- **PROVIDED TEXT**
================================
Some major brands are actively showcasing themselves on Pinterest. Check out Virgin Atlantic and Macy’s. It may or may or not be right for you as a marketer, depending on your industry and resource levels. But it’s free to use and growing in dominance as a social network so it should be on your radar at the very least.

Going SoLo

The world generated 1.8 zettabytes of data in 2011 according to Forrester, who also predicts that marketing spend on email, mobile and social will more than double to $16 billion by 2016.  They also tell us that nearly two-thirds of consumers are active on social networks every week.

No huge surprises here, but it serves as a useful reminder to businesses that they need to go where their customers are. I’m not sure how much I’m fancying email as a promising marketing platform of the future, but mobile and social are clearly the way forward for marketers as consumers spend more time on the go for business and pleasure, and increasingly socialise via technology.

SoLo marketing (location based social media marketing) increasingly marks the zenith – the point where mobile and social converge – for consumer brands looking for a generous slice of the action. Context is key, reaching consumers in a way that is relevant to where they are and on a platform that allows them to share the experience with their networks.

Foursquare, with nearly a million registered businesses and 8-figure strong consumer base, and the growing number of services like it, are ideal for businesses trying to net passers by and get them to shout about it. But retail businesses can also benefit from a whole slew of activities that promote their location to potential consumers in the area, such as blogs, directories, coupon apps and optimsing their websites for mobile. This link takes you to a neat little shopping list:

If your business relies on drawing customers in to your physical location, then it’s well worth reviewing how many more of your marketing dollars need to be allocated to going SoLo.

Oh, and 1 zettabyte = 1,000,000,000,000,000,000,000 bytes. Fascinating.

Googling goggles

Google Goggles allows you to search using pictures.

The concept is still in it’s infancy so it won’t work so well on less readily identifiable objects, but the potential ignites the imagination.

It has some pretty clear educational benefits for sure, like researching objects and places of historical, cultural or geographical interest.  Could it eventually be used to provide guidance for solving every day challenges, such as diagnosing technical or engineering (or God forbid, medical!) issues simply by taking a photograph of the problem?
================================
Saved entries:
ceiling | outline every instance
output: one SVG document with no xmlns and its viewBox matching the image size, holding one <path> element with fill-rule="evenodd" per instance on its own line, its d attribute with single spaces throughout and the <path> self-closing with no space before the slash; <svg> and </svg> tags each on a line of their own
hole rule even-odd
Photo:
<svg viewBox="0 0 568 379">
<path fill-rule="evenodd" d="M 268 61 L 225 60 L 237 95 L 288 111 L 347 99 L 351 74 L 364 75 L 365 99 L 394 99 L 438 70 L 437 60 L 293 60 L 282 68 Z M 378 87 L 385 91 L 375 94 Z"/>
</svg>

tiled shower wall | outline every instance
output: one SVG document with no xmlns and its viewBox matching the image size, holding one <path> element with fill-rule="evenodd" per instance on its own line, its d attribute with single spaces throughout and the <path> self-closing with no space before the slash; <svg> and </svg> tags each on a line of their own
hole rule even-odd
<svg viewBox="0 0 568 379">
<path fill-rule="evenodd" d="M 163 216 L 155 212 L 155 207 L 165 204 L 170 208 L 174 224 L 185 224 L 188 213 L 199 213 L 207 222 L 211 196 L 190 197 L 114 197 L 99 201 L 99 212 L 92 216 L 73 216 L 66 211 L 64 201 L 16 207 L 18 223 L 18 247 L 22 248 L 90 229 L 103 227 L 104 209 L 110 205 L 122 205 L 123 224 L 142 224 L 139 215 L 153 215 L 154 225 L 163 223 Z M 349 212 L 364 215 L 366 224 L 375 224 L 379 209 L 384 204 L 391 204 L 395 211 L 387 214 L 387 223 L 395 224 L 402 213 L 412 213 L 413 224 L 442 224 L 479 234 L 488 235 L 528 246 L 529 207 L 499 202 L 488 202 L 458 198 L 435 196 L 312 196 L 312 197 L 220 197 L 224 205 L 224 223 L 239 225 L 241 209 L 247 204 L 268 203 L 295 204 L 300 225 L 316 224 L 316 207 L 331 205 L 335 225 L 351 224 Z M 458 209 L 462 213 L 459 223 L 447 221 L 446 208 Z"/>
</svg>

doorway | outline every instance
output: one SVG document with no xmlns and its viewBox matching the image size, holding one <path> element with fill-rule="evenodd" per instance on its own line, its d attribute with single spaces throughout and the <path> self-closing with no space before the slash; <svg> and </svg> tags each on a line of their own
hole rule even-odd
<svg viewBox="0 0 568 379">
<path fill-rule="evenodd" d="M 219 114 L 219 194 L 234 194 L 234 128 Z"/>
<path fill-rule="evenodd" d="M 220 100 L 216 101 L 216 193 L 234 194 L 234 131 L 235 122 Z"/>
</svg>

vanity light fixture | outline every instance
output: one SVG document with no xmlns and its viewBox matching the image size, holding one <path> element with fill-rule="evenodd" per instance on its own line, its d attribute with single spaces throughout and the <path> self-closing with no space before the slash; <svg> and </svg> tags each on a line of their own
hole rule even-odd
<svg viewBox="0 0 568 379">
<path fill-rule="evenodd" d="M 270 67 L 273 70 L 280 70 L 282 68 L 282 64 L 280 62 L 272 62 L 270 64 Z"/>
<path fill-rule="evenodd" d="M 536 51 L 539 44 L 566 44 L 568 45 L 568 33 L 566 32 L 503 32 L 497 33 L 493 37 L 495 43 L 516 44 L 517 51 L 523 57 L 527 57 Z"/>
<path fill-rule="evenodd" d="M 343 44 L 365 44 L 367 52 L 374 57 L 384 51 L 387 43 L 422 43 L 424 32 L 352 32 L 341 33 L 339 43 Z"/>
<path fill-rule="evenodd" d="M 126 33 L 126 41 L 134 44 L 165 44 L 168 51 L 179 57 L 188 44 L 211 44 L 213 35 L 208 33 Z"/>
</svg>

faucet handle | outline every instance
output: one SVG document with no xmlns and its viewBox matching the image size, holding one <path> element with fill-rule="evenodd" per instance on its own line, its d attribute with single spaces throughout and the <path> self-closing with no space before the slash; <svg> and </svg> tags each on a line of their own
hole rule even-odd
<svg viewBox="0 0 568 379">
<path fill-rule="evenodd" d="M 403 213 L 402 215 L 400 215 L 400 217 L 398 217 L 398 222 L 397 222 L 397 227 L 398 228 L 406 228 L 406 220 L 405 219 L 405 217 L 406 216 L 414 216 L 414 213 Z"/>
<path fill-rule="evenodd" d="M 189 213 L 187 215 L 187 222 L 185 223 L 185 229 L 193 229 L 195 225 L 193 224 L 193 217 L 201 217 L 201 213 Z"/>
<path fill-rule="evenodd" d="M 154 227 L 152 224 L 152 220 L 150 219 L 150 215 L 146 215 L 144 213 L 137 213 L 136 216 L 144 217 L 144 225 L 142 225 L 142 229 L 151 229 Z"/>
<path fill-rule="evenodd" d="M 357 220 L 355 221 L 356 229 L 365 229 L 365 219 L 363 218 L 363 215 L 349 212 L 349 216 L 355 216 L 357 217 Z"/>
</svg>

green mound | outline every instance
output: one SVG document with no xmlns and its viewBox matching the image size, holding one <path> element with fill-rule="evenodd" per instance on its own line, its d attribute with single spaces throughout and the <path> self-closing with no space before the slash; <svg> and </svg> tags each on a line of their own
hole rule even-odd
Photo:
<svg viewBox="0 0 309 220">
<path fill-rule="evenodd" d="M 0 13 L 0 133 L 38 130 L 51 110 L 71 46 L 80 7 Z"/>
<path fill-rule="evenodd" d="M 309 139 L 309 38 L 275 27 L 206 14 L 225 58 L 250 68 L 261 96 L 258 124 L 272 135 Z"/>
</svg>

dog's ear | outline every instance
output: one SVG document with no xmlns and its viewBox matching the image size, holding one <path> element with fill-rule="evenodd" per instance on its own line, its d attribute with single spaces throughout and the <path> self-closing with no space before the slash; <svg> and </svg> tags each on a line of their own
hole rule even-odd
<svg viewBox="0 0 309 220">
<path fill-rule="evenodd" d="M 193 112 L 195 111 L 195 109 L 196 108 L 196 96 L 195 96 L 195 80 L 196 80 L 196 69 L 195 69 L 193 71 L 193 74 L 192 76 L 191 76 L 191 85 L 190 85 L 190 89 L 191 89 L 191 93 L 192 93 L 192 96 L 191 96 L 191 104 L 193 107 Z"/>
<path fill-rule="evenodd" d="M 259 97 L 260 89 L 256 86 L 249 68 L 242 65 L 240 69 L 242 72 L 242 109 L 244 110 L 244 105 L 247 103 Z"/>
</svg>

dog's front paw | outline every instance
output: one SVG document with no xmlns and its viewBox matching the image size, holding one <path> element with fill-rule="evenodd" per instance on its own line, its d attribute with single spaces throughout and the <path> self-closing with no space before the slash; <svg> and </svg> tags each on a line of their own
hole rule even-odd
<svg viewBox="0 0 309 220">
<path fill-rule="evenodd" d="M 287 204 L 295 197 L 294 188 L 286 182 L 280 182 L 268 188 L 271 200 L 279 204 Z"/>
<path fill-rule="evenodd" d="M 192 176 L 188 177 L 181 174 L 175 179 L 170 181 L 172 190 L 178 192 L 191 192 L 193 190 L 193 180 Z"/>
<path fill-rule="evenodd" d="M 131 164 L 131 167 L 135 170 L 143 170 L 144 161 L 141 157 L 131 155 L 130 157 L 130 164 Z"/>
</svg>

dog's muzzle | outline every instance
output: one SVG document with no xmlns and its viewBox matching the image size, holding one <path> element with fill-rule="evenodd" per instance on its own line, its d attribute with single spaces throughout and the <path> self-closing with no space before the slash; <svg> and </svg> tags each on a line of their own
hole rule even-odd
================================
- **LIST OF TASKS**
- A) Retype the marketing article from the words "Oh, and 1 zettabyte" through "ignites the imagination.".
- B) Extend the marketing article past its final sentence.
The saved entries aren't needed here.

- **ANSWERS TO THE EXERCISES**
- A)
Oh, and 1 zettabyte = 1,000,000,000,000,000,000,000 bytes. Fascinating.

Googling goggles

Google Goggles allows you to search using pictures.

The concept is still in it’s infancy so it won’t work so well on less readily identifiable objects, but the potential ignites the imagination.

- B)
What impact will this technology have for marketers? It could help consumers access product information in stores (like code scanners), or allow them to identify the vendors of products they see and like? In any event it will increase the importance of image usage in the search optimization process. Time for a new product shoot methinks.

podcasting black belts

I’ve been listening to these guys’ podcast on Internet Marketing for about 5 years now. SiteVisibility are SEO and digital experts in Brighton, UK. It’s the best podcast on the subject out there by a long chalk and you need to subscribe this instant if you are interested in the winning the web war.  I’ve never tired of it so I don’t mind it giving it a plug. I understand they record the podcast opposite a pub, so you can sometimes hear barrels being delivered across the cobble stones. Sigh.

optimising search

Even after all this time and despite the collective genius of google’s revered sandal-wearing wizards, search still seems to be in the dark ages doesn’t it? I mean, I search for a product or service and get a gazillion results. It’s all quantity, no quality. I search for cake, yet I have no idea if it’s good cake or bad cake.  Result? Next to useless. Imagine a world of search where results reflect the quality of the offering. This could be possible based on information available on the net, such as reviews, prices, opinion, customer base, etc. Search needs to return real value to the user, not a directory of who spent the most on SEO.